● What the task requires: Rewrite everything from the line containing "Task: locate the boy's" down to the end of the entries, keeping every line in full, and offset each coordinate in the answers by adding 125 to it.

● Records for this task:
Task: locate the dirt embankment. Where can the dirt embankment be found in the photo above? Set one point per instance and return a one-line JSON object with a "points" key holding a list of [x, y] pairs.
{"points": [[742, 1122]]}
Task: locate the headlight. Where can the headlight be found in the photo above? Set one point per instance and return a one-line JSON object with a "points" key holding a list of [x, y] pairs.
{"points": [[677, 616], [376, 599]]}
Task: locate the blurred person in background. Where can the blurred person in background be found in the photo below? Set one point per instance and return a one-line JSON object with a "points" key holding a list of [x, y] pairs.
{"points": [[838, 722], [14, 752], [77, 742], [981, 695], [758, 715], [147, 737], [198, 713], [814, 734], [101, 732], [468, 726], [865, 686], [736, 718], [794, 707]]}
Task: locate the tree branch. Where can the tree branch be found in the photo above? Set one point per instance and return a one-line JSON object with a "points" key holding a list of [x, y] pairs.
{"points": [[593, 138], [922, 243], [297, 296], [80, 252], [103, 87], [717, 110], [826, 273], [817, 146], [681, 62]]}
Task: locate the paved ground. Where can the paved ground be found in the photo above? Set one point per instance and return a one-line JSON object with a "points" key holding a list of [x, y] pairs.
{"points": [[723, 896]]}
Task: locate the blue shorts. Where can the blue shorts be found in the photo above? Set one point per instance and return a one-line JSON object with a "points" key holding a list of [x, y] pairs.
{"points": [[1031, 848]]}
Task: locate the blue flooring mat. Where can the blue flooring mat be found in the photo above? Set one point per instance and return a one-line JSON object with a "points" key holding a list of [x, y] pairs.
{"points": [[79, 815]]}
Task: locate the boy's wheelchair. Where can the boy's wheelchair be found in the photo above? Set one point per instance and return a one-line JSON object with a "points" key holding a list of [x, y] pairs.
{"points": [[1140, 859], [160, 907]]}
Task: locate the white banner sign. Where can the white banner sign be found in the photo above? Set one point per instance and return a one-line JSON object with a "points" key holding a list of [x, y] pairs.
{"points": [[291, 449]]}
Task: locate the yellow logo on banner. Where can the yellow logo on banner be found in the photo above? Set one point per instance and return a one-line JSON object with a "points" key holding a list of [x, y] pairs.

● Exercise answer:
Task: locate the boy's wheelchair. Where can the boy's wheelchair be found in the photo above? Set one point per instance and return a one-line JSON object with a "points" key holding a list of [x, y] pairs.
{"points": [[1265, 984], [285, 1032]]}
Task: locate the white banner sign. Where can the white banner sign be found in the photo above? Set one point per instance and return a one-line JSON object with a "points" key holding a list of [x, y] pairs.
{"points": [[416, 574]]}
Task: locate the yellow logo on banner. Where can the yellow logo on banner be found in the photo above? Set one point per instance and return a one-line JSON object with a "points" key holding a list of [x, y] pairs.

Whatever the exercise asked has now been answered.